/---

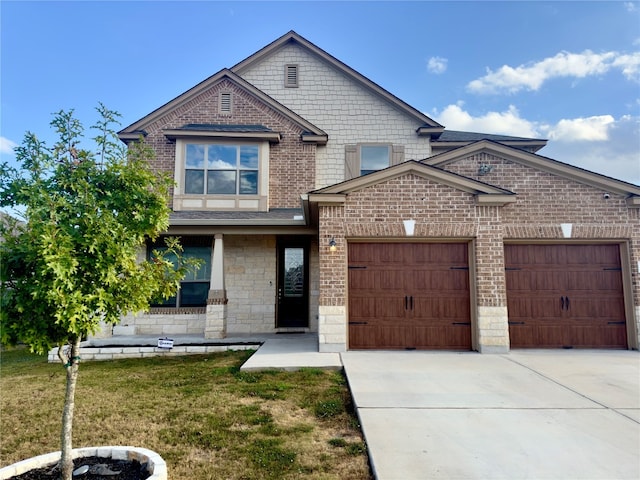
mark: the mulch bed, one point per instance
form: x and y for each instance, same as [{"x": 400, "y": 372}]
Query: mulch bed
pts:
[{"x": 129, "y": 470}]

\---

[Instructions for the task] Render all of the entries above as a two-column CSV with the headers input and output, one row per entry. Each row holds the entry's text in input and its answer in output, each as a single quoted field with line breaks replaced by spaces, and the pictures are omitted.

[Answer below]
input,output
"mark: the mulch bed, one point per instance form: x and y for each instance, same as [{""x"": 400, ""y"": 372}] Query: mulch bed pts:","[{""x"": 129, ""y"": 470}]"